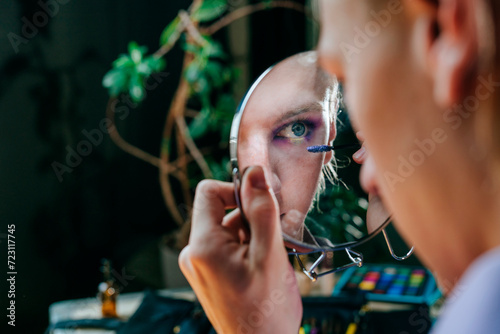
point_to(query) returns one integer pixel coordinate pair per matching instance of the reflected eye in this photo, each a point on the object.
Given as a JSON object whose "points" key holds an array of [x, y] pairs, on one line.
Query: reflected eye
{"points": [[295, 130]]}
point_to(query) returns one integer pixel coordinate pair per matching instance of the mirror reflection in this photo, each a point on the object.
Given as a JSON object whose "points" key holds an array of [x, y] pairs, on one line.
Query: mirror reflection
{"points": [[288, 123]]}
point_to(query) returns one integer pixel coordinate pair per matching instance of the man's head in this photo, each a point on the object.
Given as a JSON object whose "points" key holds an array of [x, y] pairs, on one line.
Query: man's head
{"points": [[421, 83]]}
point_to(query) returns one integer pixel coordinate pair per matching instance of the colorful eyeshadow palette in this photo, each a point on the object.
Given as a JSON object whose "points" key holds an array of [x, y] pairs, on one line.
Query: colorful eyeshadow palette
{"points": [[389, 283]]}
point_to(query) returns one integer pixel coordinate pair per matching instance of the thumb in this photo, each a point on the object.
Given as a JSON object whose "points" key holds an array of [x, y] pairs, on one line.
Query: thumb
{"points": [[261, 210]]}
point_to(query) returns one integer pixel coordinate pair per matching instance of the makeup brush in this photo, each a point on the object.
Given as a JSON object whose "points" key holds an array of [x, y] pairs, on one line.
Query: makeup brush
{"points": [[327, 148]]}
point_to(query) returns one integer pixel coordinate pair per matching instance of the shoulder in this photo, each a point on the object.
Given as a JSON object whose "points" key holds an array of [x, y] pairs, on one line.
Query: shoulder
{"points": [[474, 304]]}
-*-
- **WORK TASK**
Nothing but the records above, exact and without pictures, should appear in the answer.

- **THE ANSWER**
point_to(query) returns one integer pixel coordinate pair per matching instance of the reflected eye in this photo, each a point on the object.
Given as a JSON object whose "points" key holds an array of [x, y] pairs, on one line.
Query: reflected eye
{"points": [[295, 130]]}
point_to(query) returns one integer pixel coordinate pair per matching instance of the mirror reflection in this photo, each a point on the object.
Given as a JSON object whose "points" key holds an array of [x, y] pairs, on one line.
Query: mirror reflection
{"points": [[288, 123]]}
point_to(query) returns one integer pixel coordinate pair per matching instance of the man's head in this photo, each a point on the object.
Given as a JSON object whose "points" key holds an array of [x, y] pairs, on one line.
Query: man's head
{"points": [[421, 83]]}
point_to(query) returns one integer pixel coordinate pair per matching instance of the colorful eyeshadow palette in this photo, each a point on the object.
Given as a JSON object whose "points" key holds an array of [x, y] pairs, on one line.
Query: colorful eyeshadow palette
{"points": [[389, 283]]}
point_to(query) returns one integer pixel coordinate pair per matching instance of the thumb in this photo, each a point on the object.
Given as a JSON object whose "points" key holds an array of [x, y] pairs, on one line.
Query: thumb
{"points": [[261, 210]]}
point_to(query) returns one integer pixel coordinate pair per matching instance of the makeup brush in this photo, each a point on the object.
Given as a JSON object whose "points" key holds an array of [x, y] pairs, on one line.
Query: makeup brush
{"points": [[327, 148]]}
point_to(query) returns one integer pixel coordinate pair per matching instance of the shoulder in this photo, each a point on the object.
Given as a JSON object whose "points" key holds an array of [x, y] pairs, on one line.
Query: shoulder
{"points": [[474, 304]]}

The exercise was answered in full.